● **Work to be completed**:
The reply must return each line of the data exactly.

=== Dataset records ===

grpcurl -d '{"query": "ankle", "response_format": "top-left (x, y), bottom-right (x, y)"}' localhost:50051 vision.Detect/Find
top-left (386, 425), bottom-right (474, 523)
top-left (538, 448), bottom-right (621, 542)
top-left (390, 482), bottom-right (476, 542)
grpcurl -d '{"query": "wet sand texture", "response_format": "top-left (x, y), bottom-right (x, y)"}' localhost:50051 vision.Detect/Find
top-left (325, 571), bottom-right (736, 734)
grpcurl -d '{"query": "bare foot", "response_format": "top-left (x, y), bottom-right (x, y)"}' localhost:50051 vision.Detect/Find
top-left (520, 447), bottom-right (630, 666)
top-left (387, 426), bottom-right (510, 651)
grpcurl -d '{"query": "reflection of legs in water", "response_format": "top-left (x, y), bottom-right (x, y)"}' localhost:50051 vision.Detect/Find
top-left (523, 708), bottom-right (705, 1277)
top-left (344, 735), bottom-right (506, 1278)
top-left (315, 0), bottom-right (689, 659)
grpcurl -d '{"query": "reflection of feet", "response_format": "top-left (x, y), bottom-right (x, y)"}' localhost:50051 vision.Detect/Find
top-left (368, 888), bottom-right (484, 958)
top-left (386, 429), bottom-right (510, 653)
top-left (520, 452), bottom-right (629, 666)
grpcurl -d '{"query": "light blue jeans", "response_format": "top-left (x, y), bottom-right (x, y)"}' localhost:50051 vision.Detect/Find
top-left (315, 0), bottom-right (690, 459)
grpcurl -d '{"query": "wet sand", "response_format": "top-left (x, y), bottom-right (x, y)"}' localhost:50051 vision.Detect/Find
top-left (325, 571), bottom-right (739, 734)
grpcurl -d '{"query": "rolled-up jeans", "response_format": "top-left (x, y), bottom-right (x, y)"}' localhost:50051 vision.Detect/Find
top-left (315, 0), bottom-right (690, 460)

===

● **Exercise output**:
grpcurl -d '{"query": "ankle", "response_format": "top-left (x, y), bottom-right (x, y)"}' localhost:50051 vision.Detect/Find
top-left (386, 425), bottom-right (474, 523)
top-left (538, 448), bottom-right (621, 542)
top-left (390, 482), bottom-right (476, 542)
grpcurl -d '{"query": "wet sand texture", "response_format": "top-left (x, y), bottom-right (x, y)"}' localhost:50051 vision.Detect/Find
top-left (325, 571), bottom-right (736, 734)
grpcurl -d '{"query": "bare foot", "response_format": "top-left (x, y), bottom-right (x, y)"}' localhost:50051 vision.Detect/Find
top-left (520, 447), bottom-right (630, 666)
top-left (387, 426), bottom-right (510, 651)
grpcurl -d '{"query": "reflection of legs in water", "response_format": "top-left (x, y), bottom-right (x, y)"}' localhost:50051 vision.Detect/Find
top-left (523, 708), bottom-right (705, 1277)
top-left (344, 735), bottom-right (506, 1278)
top-left (315, 0), bottom-right (689, 659)
grpcurl -d '{"query": "reflection of feet", "response_format": "top-left (x, y), bottom-right (x, y)"}' localhost:50051 vision.Detect/Find
top-left (368, 888), bottom-right (484, 958)
top-left (386, 429), bottom-right (510, 653)
top-left (520, 452), bottom-right (629, 666)
grpcurl -d '{"query": "light blue jeans", "response_format": "top-left (x, y), bottom-right (x, y)"}' localhost:50051 vision.Detect/Find
top-left (315, 0), bottom-right (690, 459)
grpcurl -d '{"query": "wet sand", "response_format": "top-left (x, y), bottom-right (x, y)"}' localhost:50051 vision.Detect/Find
top-left (325, 571), bottom-right (739, 734)
grpcurl -d '{"query": "rolled-up jeans", "response_format": "top-left (x, y), bottom-right (x, y)"}' localhost:50051 vision.Detect/Find
top-left (315, 0), bottom-right (690, 460)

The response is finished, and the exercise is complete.